Study questions:
A: Reproduce the passage of the About Me page from "Every system has" to "feel most comfortable.".
B: List each programming language named on the About Me page, giving each one only once.

Excerpt provided:
══════════

About Me

I build things. Usually software, sometimes companies. This is who I am and how I work.


Entrepreneur

I start micro-ISV’s because I see problems that need solving. Not from abstract business plans, but because something isn’t working and could work better.

My approach is pragmatic. I look for working solutions, not perfect ones. What matters is whether people actually benefit from it. A good product solves one problem and does it thoroughly. Complexity is a luxury you can only afford once the basics are solid.

I don’t link previous projects here. Partly for privacy, partly because it’s irrelevant. What I’ve made says less than how I think.


Software Developer

I write code because it’s the most efficient way to turn an idea into reality.

Languages are tools. I choose them based on what’s needed, not what’s popular.

  • For quick prototypes I use JavaScript (Specifivally Nextjs) or Python with Flask.
  • For systems that need to scale and be maintained by others: Java with Spring or Python with Django.
  • For performance-critical components: Rust or Golang.
  • For fun and mental gymnastics: Haskell or C.

Code is a means. The goal is to build something that works and keeps working after I’m gone.


Hacker

I use this word deliberately. It’s not about breaking in, but about understanding how systems actually work. I look for weak spots. Not to exploit them, but because they show me where the assumptions are.

Every system has assumptions. Those assumptions are interesting.

I use platforms like Hack The Box and TryHackMe to keep that skill sharp. Bug bounties give me a legal way to poke at other people’s infrastructure without lawyers getting involved.

When I’m working on a technical problem, the world around me disappears. I follow threads through logs, headers, stack traces until I understand why something fails. That’s when I feel most comfortable.


Puzzles

I solve puzzles because I can’t stop until I have the answer. It doesn’t matter if it’s Rubik’s cubes, broken APIs, bad routing, or a poorly designed process. If there’s a pattern and it doesn’t add up, I need to know why.

I work backwards. What do I need to know to solve this? What knowledge am I missing? Then I go learn it.

That’s how I’ve picked up enough physics, biology, chemistry, and mathematics to navigate different domains. Not everything in depth, but enough to ask the right questions.

══════════

Given data:
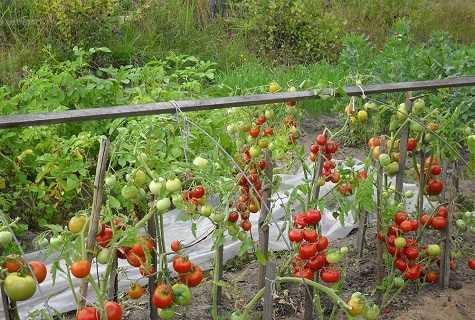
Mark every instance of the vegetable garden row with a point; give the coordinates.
(125, 220)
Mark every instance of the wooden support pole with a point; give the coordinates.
(265, 213)
(379, 228)
(403, 151)
(268, 293)
(446, 240)
(97, 201)
(152, 232)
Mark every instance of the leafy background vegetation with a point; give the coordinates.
(157, 50)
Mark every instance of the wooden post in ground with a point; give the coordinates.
(308, 302)
(446, 240)
(96, 210)
(265, 213)
(268, 293)
(403, 151)
(379, 229)
(152, 231)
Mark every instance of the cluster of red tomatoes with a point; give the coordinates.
(410, 257)
(311, 249)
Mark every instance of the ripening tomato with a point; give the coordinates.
(400, 217)
(136, 291)
(432, 277)
(313, 216)
(322, 243)
(181, 264)
(439, 222)
(317, 262)
(411, 144)
(87, 313)
(193, 278)
(39, 269)
(304, 273)
(162, 296)
(113, 310)
(81, 269)
(308, 250)
(330, 276)
(175, 245)
(310, 235)
(296, 235)
(321, 139)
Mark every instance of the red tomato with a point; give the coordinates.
(87, 313)
(39, 269)
(162, 296)
(432, 277)
(317, 262)
(193, 278)
(400, 216)
(322, 243)
(406, 226)
(304, 273)
(443, 212)
(330, 276)
(436, 170)
(321, 139)
(411, 253)
(308, 250)
(81, 269)
(400, 264)
(113, 310)
(181, 264)
(176, 245)
(411, 144)
(296, 235)
(439, 222)
(310, 235)
(313, 216)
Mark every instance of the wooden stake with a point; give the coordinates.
(446, 240)
(268, 293)
(403, 151)
(263, 218)
(379, 228)
(96, 210)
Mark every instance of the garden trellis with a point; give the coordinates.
(37, 119)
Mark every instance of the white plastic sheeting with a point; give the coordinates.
(59, 296)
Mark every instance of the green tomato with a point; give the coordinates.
(167, 313)
(418, 106)
(163, 204)
(334, 257)
(402, 112)
(371, 312)
(460, 224)
(205, 211)
(181, 293)
(6, 238)
(173, 185)
(398, 282)
(19, 288)
(384, 159)
(103, 256)
(140, 178)
(400, 242)
(129, 192)
(200, 162)
(155, 187)
(433, 250)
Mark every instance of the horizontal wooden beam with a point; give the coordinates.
(36, 119)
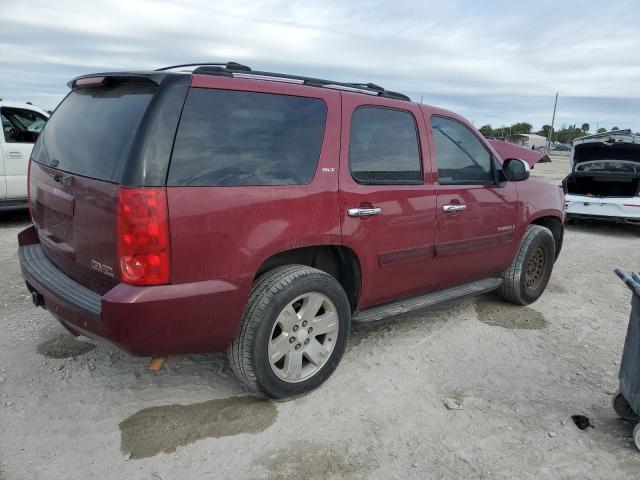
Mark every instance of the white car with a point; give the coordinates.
(21, 125)
(604, 183)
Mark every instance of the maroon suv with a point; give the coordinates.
(216, 208)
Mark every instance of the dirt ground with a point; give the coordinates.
(72, 409)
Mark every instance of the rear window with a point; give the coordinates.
(92, 131)
(229, 138)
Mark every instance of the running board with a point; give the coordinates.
(410, 304)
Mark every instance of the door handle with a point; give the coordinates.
(453, 208)
(363, 212)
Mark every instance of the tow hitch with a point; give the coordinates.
(38, 299)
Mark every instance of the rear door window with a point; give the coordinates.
(383, 147)
(92, 131)
(230, 138)
(462, 159)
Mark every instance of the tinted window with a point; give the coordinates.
(92, 131)
(230, 138)
(20, 125)
(383, 147)
(461, 157)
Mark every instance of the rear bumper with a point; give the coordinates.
(144, 321)
(605, 208)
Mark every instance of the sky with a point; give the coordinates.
(492, 62)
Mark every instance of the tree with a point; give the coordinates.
(545, 131)
(486, 130)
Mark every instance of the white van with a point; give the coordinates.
(21, 125)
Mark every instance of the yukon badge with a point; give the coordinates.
(100, 267)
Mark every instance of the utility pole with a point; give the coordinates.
(553, 119)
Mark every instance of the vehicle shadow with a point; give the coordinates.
(14, 218)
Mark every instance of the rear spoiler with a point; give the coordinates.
(109, 79)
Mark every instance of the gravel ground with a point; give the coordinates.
(73, 409)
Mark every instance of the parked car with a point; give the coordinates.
(21, 125)
(604, 182)
(259, 213)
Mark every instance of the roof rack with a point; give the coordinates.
(231, 69)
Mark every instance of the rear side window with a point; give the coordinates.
(229, 138)
(383, 147)
(462, 159)
(20, 125)
(92, 131)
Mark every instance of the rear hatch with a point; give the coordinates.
(110, 132)
(609, 168)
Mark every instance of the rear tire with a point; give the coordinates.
(531, 268)
(293, 332)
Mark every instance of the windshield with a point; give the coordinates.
(92, 131)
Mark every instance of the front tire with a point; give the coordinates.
(293, 332)
(531, 269)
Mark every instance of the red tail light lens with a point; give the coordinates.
(143, 236)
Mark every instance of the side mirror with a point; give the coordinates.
(516, 170)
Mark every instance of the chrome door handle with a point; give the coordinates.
(453, 208)
(363, 212)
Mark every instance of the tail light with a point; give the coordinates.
(143, 236)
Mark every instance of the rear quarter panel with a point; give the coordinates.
(539, 199)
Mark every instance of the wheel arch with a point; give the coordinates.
(339, 261)
(556, 226)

══════════

Completed exercise:
A:
Every system has assumptions. Those assumptions are interesting.

I use platforms like Hack The Box and TryHackMe to keep that skill sharp. Bug bounties give me a legal way to poke at other people’s infrastructure without lawyers getting involved.

When I’m working on a technical problem, the world around me disappears. I follow threads through logs, headers, stack traces until I understand why something fails. That’s when I feel most comfortable.

B: JavaScript, Python, Java, Rust, Golang, Haskell, C